Stated task. Copy out every line below that contains the string "house". The match is case-sensitive.

Provided records.
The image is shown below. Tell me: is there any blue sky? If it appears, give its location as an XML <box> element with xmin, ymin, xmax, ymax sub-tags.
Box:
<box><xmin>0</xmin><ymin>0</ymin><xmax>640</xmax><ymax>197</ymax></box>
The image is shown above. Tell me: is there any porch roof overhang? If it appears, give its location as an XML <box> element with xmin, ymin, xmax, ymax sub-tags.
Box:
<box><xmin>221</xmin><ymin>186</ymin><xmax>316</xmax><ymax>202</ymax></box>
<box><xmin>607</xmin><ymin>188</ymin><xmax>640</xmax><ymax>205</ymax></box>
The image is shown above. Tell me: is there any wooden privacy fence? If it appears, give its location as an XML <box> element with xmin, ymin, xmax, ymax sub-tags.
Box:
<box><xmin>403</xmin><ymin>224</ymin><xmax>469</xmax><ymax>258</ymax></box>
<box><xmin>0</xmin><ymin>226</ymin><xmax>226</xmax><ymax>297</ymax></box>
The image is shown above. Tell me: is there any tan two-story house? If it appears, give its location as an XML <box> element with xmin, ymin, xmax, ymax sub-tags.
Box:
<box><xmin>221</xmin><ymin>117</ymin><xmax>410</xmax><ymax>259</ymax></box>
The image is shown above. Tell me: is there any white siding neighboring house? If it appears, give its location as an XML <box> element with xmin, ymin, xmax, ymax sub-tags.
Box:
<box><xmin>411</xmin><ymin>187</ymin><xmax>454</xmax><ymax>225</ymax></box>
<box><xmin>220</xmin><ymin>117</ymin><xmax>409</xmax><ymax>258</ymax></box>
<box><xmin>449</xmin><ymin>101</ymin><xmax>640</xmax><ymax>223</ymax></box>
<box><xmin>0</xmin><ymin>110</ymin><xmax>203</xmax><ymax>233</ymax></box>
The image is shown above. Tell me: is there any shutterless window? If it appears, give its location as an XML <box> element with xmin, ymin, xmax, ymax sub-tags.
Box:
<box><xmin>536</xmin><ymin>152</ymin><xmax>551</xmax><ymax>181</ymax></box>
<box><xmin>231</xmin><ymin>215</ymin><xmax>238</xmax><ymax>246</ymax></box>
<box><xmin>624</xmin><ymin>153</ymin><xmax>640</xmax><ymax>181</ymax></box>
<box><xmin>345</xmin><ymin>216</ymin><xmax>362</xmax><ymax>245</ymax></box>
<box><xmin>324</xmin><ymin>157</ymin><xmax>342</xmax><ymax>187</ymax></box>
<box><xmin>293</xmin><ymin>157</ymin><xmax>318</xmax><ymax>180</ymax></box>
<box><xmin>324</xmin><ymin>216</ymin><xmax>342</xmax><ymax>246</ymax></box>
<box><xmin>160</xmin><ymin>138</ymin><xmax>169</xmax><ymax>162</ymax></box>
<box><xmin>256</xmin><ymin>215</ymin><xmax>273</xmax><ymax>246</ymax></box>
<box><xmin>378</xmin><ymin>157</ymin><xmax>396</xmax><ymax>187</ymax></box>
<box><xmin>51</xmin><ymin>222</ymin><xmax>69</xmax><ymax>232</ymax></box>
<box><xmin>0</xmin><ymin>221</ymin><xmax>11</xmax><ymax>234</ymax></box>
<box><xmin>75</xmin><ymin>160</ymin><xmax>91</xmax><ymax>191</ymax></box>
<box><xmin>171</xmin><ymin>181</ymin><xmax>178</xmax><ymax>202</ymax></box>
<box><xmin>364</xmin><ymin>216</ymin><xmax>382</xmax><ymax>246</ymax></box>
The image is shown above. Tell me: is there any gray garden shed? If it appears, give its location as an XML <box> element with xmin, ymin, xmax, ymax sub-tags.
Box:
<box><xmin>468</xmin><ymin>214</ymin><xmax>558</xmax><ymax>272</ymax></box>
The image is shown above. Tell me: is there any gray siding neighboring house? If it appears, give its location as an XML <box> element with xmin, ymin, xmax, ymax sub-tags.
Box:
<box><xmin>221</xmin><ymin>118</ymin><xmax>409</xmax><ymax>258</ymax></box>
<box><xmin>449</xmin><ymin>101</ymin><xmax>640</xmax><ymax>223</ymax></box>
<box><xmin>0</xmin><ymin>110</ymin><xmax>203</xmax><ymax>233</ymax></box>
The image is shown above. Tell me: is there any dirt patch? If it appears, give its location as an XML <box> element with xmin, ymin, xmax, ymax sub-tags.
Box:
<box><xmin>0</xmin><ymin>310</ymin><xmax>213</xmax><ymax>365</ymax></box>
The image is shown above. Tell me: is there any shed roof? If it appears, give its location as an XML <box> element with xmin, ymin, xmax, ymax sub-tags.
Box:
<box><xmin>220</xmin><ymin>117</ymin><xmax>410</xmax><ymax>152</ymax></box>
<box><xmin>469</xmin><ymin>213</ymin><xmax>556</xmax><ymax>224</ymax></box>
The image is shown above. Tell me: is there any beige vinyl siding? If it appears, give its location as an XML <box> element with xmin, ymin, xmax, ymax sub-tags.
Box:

Right answer.
The image is shown above. Tell me: is there any tan two-story house? If it appears, give its location as an XML <box> element with xmin, ymin, xmax, ymax sub-tags.
The image is shown above. Tell me: is there any white siding neighboring house? If it appears, give its location as an XML <box> element with xmin, ymin, xmax, ymax sub-tags.
The image is shown above. Tell me: is there any gray siding neighboring house? If it appears, give its location as an XML <box> element with xmin, ymin, xmax, ymax sub-tags.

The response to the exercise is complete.